EXTRACT TO READ
----

China is home to one of the largest healthcare markets and, from an investment prospective, one of the most compelling in the emerging world. Among the reasons for that are a burgeoning biotechnology industry, an aging population, and increasing digitization, among other factors.
The KraneShares MSCI All China Health Care Index ETF (KURE) stands out among the relevant exchange traded funds. KURE, which turned five years old earlier this year, follows the MSCI China All Shares Health Care 10/40 Index. That gauge includes large-, mid-, and small-cap healthcare firms listed in Hong Kong, mainland China, and the U.S.
KURE is relevant at time when, as is the case in the U.S., Chinese healthcare providers and pharmaceutical companies are increasingly leveraging technology, including telemedicine. In China medicine, telehealth can intersect with other disruptive technologies, including fintech.
“Telemedicine is an example, he said. China has several advantages in developing digitization in healthcare and has incentives to follow this path. A prominent example of these advantages is mobile money, such as Alipay and WeChat Pay, but in the US people rarely use mobile money,” Lia Zhu reported for China Daily, citing Sean Sylvia, an assistant professor of health policy and management at the University of North Carolina at Chapel Hill.

----

DATA UNDER STUDY
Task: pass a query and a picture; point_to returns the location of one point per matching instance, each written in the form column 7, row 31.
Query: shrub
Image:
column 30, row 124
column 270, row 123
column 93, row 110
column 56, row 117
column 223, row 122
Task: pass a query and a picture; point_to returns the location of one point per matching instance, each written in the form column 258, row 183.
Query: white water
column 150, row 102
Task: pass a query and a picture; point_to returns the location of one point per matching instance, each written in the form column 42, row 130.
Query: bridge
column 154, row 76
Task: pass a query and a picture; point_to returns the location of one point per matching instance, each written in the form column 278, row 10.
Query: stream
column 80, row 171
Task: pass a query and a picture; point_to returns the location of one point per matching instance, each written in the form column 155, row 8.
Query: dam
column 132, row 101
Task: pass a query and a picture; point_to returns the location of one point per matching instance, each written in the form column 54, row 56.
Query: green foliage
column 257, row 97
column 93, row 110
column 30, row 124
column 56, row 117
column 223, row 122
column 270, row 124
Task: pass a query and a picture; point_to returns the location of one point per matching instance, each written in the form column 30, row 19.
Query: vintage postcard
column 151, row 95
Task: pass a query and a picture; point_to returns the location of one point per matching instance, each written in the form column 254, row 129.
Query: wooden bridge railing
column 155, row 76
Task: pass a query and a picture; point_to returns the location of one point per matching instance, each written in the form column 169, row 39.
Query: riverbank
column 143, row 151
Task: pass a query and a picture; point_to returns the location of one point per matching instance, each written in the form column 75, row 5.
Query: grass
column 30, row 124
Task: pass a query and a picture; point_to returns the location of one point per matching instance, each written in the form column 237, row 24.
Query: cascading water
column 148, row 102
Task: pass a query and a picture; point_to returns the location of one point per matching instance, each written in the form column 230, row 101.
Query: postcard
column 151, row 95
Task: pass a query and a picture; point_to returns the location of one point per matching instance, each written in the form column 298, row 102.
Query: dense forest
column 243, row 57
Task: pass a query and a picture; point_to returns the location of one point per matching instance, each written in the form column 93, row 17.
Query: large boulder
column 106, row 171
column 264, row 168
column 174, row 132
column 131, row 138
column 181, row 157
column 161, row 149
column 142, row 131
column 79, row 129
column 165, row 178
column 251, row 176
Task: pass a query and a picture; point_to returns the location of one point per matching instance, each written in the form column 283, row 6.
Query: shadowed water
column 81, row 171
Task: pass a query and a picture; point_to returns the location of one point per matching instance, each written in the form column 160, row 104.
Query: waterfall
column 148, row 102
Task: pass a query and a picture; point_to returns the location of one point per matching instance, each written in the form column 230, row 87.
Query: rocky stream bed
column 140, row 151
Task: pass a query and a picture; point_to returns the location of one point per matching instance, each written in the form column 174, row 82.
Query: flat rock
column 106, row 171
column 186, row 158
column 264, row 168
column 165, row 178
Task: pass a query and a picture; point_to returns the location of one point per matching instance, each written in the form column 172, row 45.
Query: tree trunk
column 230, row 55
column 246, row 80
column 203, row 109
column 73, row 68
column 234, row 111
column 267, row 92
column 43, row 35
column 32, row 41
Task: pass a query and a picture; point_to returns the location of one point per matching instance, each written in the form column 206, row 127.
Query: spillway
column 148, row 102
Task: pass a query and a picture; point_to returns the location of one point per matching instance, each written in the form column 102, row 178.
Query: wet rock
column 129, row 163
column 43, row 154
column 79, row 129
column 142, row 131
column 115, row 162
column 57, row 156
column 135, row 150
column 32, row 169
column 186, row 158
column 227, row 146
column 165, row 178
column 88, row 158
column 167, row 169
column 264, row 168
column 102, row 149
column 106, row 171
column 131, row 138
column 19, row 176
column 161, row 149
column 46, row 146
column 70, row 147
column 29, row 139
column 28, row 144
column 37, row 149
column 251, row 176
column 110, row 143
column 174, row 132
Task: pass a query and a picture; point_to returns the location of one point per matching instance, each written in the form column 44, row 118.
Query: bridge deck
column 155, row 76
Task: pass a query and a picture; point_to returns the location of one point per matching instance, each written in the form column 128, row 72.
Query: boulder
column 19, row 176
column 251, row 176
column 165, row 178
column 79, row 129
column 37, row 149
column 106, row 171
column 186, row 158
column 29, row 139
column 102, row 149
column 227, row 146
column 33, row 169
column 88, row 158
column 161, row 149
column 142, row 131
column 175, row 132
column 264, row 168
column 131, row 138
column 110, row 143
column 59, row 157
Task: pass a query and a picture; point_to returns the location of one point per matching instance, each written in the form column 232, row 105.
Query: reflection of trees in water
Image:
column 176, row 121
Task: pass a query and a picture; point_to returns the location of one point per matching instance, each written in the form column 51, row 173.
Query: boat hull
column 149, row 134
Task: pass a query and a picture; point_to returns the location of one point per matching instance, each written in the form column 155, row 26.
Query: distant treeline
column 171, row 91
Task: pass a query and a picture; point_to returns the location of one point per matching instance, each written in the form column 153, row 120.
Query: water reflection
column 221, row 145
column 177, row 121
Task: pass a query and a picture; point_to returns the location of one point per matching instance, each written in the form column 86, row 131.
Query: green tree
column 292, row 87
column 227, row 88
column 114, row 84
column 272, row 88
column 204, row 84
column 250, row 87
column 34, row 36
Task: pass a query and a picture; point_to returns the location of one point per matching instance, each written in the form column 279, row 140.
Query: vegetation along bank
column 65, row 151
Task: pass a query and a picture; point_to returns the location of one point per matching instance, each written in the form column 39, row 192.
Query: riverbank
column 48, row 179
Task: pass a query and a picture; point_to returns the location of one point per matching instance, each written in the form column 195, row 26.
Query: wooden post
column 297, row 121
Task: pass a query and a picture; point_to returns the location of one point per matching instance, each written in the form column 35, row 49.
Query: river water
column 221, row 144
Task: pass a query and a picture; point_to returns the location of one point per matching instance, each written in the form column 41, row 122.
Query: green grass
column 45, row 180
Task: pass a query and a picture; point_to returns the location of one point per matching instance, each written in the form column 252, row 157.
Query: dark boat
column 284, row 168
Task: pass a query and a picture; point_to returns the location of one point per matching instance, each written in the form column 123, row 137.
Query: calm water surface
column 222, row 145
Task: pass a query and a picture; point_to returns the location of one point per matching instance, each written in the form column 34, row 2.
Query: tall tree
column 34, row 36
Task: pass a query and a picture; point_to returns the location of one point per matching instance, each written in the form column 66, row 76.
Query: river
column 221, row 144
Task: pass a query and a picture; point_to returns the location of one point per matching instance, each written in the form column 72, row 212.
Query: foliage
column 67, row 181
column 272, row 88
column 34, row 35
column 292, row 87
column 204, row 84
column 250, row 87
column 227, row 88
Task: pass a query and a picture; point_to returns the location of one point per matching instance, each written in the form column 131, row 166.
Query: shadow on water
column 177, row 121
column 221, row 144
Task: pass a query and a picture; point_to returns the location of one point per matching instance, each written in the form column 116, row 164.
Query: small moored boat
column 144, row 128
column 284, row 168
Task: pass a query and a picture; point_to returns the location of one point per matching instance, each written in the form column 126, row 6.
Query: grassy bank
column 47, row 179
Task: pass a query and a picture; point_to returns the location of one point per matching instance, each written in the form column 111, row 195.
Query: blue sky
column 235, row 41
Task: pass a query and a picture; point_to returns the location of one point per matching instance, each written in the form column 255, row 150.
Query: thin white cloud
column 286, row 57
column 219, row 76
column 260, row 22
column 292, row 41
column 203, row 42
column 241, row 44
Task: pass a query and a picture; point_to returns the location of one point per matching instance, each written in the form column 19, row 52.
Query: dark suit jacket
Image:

----

INSTRUCTIONS
1) Decide whether each statement agrees with the article on China's healthcare market. Answer yes or no for each, and quote the words that decide it.
(a) KURE turned five years old earlier this year.
(b) The index KURE follows includes only large-cap firms listed in mainland China.
(c) Sean Sylvia is an assistant professor at the University of North Carolina at Chapel Hill.
2) Reproduce the article on China's healthcare market without any changes, from "China is home" up to and including "technologies, including fintech.".

RESULTS IN ORDER
1)
(a) Yes: "KURE, which turned five years old earlier this year"
(b) No: "That gauge includes large-, mid-, and small-cap healthcare firms listed in Hong Kong, mainland China, and the U.S."
(c) Yes: "Sean Sylvia, an assistant professor of health policy and management at the University of North Carolina at Chapel Hill"

2)
China is home to one of the largest healthcare markets and, from an investment prospective, one of the most compelling in the emerging world. Among the reasons for that are a burgeoning biotechnology industry, an aging population, and increasing digitization, among other factors.
The KraneShares MSCI All China Health Care Index ETF (KURE) stands out among the relevant exchange traded funds. KURE, which turned five years old earlier this year, follows the MSCI China All Shares Health Care 10/40 Index. That gauge includes large-, mid-, and small-cap healthcare firms listed in Hong Kong, mainland China, and the U.S.
KURE is relevant at time when, as is the case in the U.S., Chinese healthcare providers and pharmaceutical companies are increasingly leveraging technology, including telemedicine. In China medicine, telehealth can intersect with other disruptive technologies, including fintech.